* [FRAGMENTO]:
Imaginamos que los malos son los otros y que los males no nos atañen, al menos en lo próximo cotidiano, en tanto la corrupción, el desgobierno o la pésima gestión las pagamos con nuestro esfuerzo, las sostenemos con nuestros impuestos. La respuesta: un manifiesto deterioro en general de los servicios públicos, una creciente burocracia o, en casos peores, de la desigualdad, la falta de libertad y la censura. ¿Hemos fracasado? Todo indica que, en general, sí, claro que siempre hay excepciones.
En la aparente gravedad de lo inmediato, aceptamos vivir en medio de noticias falsas, nos instalamos en la pereza mental, representada por Tik Tok y tantas otras banalidades –sugiero que lean insignificancias, intrascendencias, tonterías, bobadas, trivialidades, memeces, futilidades, nimiedades, simplezas, menudencias–, de estafas intelectuales promovidas por la llamada Inteligencia Artificial, y obviamos la historia, la tradición crítica, la guía de los sabios intelectuales. Asumimos lo impensable, compramos tópicos y vendemos aire. Nos instalamos en conclusiones insuficiente, muy orientadas a la búsqueda de ciertos efectos y a una presentación interesada. La política, dicen, es así, pero también lo es la historia, la sociología, el periodismo... Hay excepciones, siempre las hay, claro, pero son muy pocas e insuficientes ante lo global infame, la basura de las redes, la realidad que grita en su desesperación...

* [DATOS MOSTRADOS]:

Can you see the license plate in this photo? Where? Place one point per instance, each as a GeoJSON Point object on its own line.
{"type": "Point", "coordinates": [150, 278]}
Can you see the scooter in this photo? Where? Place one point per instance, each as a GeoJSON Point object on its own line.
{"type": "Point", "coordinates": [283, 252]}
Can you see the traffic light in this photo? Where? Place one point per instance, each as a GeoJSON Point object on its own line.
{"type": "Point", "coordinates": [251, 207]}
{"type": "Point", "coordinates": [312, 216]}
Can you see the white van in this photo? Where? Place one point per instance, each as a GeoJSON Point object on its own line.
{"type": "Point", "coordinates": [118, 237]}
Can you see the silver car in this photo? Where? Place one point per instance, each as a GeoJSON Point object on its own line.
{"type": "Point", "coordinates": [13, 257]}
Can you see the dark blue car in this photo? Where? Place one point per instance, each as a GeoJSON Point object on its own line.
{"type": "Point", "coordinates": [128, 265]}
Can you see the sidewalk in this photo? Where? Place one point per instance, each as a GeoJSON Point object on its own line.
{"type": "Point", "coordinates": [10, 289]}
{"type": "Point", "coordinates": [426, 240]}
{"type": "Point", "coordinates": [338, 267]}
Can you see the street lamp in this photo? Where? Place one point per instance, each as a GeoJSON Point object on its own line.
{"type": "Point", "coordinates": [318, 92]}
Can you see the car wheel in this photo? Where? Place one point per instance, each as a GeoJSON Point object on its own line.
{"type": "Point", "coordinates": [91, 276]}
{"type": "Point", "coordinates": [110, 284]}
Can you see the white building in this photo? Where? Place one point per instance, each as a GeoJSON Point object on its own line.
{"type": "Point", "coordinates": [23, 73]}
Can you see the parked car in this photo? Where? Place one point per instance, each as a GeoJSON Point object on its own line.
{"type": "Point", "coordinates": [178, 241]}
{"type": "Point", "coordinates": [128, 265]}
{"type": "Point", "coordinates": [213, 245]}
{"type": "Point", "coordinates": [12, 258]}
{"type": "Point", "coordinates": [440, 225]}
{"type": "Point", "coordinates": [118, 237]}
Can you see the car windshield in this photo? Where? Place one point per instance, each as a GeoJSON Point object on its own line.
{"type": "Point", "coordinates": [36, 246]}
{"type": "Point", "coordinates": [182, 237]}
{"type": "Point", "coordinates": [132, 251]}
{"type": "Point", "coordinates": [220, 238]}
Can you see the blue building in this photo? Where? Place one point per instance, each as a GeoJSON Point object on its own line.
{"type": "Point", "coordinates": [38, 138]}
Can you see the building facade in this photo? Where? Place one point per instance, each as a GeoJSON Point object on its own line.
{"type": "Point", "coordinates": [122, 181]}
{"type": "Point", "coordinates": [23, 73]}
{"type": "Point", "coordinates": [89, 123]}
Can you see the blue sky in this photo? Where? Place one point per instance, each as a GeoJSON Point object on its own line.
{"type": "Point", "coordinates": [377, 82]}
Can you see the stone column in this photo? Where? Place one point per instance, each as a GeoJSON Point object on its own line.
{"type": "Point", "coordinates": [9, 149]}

* [LA CONSIGNA]: Prosigue el fragmento sobre el deterioro de lo público y la banalidad cotidiana justo después de su última frase.

* [RESULTADO ESPERADO]:
Es urgente transformar o abolir zonas de sombra de la vida social, muy en especial de lo político y de lo económico, ese escenario en donde se acumulan poderes y violencias arbitrarias entre las que se diluyen las responsabilidades mientras se matan inocencias. ¿Estamos a tiempo? Eso solo lo dirá el futuro, si es que existe.